How many lines in the entries below contain the word "aircraft"? Reply with the number alone.
*** Material ***
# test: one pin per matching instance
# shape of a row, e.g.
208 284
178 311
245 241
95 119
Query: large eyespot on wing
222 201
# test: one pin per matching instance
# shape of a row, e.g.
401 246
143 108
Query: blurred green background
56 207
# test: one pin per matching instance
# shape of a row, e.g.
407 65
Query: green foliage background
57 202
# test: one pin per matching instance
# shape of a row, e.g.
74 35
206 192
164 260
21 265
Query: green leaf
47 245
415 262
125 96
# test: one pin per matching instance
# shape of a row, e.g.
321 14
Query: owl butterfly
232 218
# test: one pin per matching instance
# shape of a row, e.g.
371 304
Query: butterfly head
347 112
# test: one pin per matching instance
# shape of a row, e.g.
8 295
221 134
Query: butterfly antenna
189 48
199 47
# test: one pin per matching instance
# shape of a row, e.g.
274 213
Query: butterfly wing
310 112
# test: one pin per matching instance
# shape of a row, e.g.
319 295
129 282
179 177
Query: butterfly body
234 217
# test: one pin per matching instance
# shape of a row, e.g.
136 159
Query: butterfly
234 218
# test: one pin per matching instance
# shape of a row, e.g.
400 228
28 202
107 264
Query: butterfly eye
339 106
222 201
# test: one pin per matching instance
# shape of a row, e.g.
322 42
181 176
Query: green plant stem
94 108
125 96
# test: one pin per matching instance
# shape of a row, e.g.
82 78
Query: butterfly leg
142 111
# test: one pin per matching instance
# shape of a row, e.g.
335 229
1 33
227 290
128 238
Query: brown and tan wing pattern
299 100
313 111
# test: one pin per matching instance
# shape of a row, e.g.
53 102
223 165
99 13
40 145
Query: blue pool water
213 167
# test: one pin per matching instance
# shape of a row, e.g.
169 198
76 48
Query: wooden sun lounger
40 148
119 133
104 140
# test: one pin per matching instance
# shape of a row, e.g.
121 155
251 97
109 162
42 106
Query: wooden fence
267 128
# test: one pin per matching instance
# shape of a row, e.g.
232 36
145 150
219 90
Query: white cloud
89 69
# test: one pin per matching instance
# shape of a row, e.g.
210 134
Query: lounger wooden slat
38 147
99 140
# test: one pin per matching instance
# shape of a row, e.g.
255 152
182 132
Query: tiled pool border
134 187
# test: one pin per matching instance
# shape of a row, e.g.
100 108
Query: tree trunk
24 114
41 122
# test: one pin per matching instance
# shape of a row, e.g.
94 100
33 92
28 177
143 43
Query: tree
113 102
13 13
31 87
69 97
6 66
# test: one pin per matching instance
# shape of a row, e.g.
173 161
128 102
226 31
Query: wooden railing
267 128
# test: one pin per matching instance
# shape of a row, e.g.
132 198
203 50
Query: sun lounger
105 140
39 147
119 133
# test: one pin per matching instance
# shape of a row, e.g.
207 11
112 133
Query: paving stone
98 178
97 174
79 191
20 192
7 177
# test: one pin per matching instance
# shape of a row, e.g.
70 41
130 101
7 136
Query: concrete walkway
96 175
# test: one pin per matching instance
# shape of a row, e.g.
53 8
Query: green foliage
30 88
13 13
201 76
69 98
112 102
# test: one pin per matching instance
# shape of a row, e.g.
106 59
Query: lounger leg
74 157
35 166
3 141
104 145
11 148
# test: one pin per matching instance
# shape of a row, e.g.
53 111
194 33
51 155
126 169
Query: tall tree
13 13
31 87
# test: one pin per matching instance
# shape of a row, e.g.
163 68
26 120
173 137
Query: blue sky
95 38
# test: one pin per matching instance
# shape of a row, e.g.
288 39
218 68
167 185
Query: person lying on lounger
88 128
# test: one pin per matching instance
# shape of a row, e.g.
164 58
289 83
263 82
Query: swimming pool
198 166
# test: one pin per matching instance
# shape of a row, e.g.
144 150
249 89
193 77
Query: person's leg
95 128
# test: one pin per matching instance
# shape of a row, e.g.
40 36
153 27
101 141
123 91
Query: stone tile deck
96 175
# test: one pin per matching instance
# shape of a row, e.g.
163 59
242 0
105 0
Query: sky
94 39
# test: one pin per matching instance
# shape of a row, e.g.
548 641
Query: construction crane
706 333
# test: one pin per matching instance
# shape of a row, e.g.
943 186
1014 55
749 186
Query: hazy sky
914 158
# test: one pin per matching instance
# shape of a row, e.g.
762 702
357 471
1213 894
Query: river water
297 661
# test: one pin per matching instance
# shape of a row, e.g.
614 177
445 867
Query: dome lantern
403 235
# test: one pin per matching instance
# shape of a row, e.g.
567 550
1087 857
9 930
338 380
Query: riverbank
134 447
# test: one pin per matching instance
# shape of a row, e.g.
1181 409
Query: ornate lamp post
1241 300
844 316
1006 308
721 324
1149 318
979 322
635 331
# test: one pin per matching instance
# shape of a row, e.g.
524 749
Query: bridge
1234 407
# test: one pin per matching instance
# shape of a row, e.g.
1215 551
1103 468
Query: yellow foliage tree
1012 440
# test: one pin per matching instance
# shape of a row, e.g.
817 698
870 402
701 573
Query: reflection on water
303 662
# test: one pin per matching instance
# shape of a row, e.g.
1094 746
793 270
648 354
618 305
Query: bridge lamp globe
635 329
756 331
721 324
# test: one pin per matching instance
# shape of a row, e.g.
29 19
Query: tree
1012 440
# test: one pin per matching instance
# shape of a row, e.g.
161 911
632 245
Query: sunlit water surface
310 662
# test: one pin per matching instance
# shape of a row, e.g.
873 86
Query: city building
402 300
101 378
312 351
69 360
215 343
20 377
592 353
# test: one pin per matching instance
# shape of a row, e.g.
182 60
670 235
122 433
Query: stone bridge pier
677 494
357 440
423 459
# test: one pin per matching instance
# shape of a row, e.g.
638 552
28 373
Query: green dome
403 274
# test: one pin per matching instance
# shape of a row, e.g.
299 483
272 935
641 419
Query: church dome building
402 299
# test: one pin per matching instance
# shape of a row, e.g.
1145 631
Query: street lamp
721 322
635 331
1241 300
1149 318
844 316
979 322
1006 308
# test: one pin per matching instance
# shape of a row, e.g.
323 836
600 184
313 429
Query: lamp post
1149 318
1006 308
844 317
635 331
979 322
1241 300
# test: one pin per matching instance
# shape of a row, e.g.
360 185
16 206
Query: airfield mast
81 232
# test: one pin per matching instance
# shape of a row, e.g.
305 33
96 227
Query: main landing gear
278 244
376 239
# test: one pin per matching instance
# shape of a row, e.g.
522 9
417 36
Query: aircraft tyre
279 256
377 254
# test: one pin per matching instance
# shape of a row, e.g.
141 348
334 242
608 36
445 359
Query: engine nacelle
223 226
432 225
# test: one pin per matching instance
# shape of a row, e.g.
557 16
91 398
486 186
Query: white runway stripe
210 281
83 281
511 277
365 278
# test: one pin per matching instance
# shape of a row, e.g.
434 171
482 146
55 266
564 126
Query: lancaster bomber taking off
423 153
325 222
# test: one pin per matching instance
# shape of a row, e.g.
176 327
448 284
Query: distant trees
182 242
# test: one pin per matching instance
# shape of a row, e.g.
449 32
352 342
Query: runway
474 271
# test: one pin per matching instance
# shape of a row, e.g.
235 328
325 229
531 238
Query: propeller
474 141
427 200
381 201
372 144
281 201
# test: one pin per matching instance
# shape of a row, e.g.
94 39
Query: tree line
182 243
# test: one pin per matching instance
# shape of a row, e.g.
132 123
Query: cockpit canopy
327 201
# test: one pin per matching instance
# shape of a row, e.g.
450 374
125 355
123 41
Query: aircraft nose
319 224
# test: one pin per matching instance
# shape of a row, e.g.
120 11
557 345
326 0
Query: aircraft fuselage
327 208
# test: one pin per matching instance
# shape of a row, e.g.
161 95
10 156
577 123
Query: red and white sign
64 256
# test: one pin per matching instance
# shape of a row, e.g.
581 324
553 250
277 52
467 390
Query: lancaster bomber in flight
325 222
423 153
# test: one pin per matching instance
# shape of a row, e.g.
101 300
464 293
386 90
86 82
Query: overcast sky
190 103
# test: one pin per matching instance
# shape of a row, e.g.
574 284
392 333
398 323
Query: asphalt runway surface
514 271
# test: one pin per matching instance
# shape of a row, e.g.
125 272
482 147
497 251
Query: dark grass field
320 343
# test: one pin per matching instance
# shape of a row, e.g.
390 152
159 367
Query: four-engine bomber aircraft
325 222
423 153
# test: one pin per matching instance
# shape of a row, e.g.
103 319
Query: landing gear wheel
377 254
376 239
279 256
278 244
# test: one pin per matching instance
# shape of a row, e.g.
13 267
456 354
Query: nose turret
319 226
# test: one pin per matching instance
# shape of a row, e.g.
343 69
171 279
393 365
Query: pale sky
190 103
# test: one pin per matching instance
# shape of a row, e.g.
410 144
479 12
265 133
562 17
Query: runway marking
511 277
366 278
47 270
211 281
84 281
***
◆ Task answer
4